• **Written instruction**
Make an exact copy of the entries below with the pictures removed.

Pointing dataset records:
---

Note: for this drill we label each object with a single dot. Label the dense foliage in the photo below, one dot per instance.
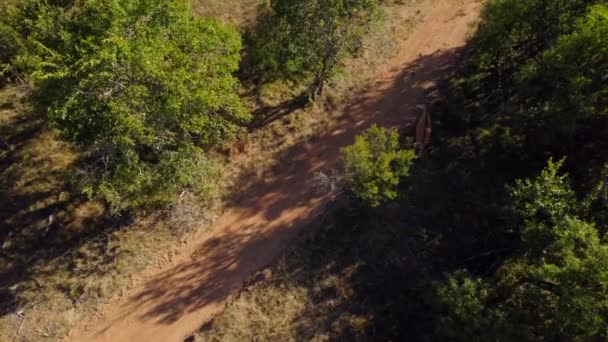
(308, 39)
(556, 288)
(535, 86)
(141, 84)
(375, 163)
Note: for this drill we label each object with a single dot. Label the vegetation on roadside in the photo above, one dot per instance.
(375, 163)
(499, 233)
(308, 39)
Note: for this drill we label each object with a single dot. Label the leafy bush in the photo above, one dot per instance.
(309, 38)
(374, 164)
(557, 288)
(142, 85)
(10, 47)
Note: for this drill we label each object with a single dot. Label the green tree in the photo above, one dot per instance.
(374, 164)
(555, 288)
(566, 86)
(309, 38)
(143, 86)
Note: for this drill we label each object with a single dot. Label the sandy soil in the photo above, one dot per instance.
(175, 300)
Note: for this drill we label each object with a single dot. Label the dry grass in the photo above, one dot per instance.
(262, 148)
(54, 275)
(311, 294)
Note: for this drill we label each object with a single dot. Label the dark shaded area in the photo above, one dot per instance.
(43, 226)
(264, 216)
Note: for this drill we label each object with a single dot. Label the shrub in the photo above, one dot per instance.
(308, 38)
(375, 163)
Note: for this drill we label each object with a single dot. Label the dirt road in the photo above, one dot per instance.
(186, 293)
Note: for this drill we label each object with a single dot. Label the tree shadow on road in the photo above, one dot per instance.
(274, 211)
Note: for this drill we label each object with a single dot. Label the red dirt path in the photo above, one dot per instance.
(176, 300)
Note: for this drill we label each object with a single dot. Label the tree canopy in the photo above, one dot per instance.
(309, 38)
(142, 85)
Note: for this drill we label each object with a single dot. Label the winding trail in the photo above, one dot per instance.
(176, 300)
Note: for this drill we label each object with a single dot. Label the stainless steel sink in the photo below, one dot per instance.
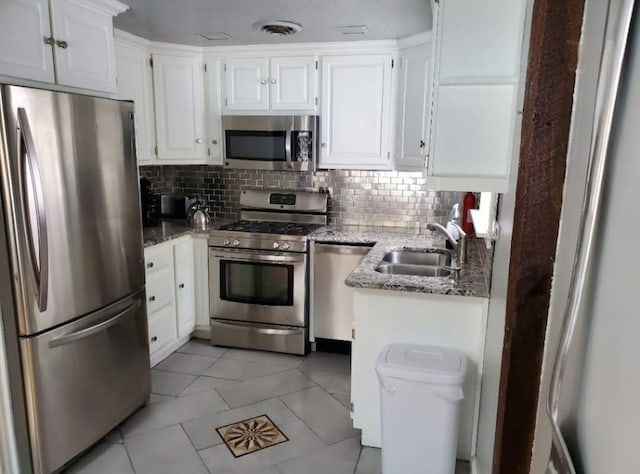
(434, 257)
(416, 270)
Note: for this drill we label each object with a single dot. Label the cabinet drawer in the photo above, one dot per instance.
(162, 328)
(156, 259)
(159, 290)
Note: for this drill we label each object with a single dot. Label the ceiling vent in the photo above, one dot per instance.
(215, 36)
(278, 27)
(353, 30)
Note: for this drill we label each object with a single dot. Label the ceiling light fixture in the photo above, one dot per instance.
(278, 27)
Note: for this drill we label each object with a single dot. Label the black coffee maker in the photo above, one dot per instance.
(150, 203)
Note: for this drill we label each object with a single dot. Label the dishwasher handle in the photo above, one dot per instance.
(343, 249)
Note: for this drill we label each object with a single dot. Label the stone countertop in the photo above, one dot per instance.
(473, 279)
(169, 229)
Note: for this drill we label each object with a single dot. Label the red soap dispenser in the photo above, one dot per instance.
(468, 203)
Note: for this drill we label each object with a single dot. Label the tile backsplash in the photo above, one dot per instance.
(376, 198)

---

• **Finished answer**
Note: for this drill we label each object with a single dot. Label the dense foliage in the photo below, one dot per instance.
(308, 39)
(556, 288)
(535, 86)
(141, 84)
(375, 163)
Note: for this drill we label each object with a single dot. Label the vegetation on roadside in the photo above, one dot per instance.
(375, 163)
(499, 233)
(308, 39)
Note: for this drill we label each object with a single dot. Label the leafy bush in the photo above, one dot per instance.
(309, 38)
(374, 164)
(557, 288)
(142, 85)
(10, 47)
Note: for this drill we label each object with a single dot. Label the green tree in the photo above, one dot per instance.
(374, 164)
(555, 288)
(566, 86)
(309, 38)
(143, 86)
Note: for this drill we label each object with a single dot. Label the sandy soil in the photo above, one dot per instance.
(175, 300)
Note: for this drill we label each object with a single dot. Label the dry grass in the photo above, one dot per instance.
(262, 148)
(54, 275)
(311, 294)
Note: for this drill we label each object with a single dot. Label the dark shaded area in the photo above, one dot per instance.
(43, 226)
(264, 216)
Note: for this drill we label each object with a single dot. Label the shrub in the photo above, one dot per instance.
(308, 38)
(375, 163)
Note: for this drill we label each object with a single dot. Label the dirt road in the photo above, one dot per instance.
(186, 293)
Note: for this drill we label each object with a single dot. Label the tree shadow on road in the photo above, one dot per instance.
(274, 211)
Note: for this drill we label each object with a single dot. Label the red dirt path in the photo above, one dot per instance.
(176, 300)
Note: for this drill we label each object with a single dot. Label the tree canopy in the photo above, one dot per instance.
(309, 38)
(142, 85)
Note: for this drill we label each object with a single dot. Label the winding trail in the photo above, one dot per instance.
(176, 300)
Note: for this drill we label each object with a single dot. Label the stainless steel sink in the photo below, one dot per instance.
(434, 257)
(416, 270)
Note: for this drill we label each object with a single dot. Label the cabinet drawer in the photo above, one dot per instance.
(162, 328)
(156, 259)
(159, 290)
Note: for this drill we label each object with a single dot. Label the ceiling vent in the photo above, one dot per instance.
(215, 36)
(278, 27)
(353, 30)
Note: for this drill we label each object with a single dot. Label the ceiling light fixture in the photo above, one dot per instance.
(278, 27)
Note: for this drill we label each object with a single dot. Label the black coffee maker in the photo above, one dot per instance.
(150, 203)
Note: for this drill we label each object with a single dot. Label the dishwasher handle in the photo above, one dot per instance.
(343, 249)
Note: for this drill we label each object with a single dot. Label the stone countertop in the photo above, one dot per instance.
(473, 279)
(169, 229)
Note: for this drill we label each object with a single dot. Label the red soap dispenser in the photo above, one dot per instance.
(468, 203)
Note: for this drill we label each object with a single dot. Label the tile backsplash in the photo above, one dot per instance.
(376, 198)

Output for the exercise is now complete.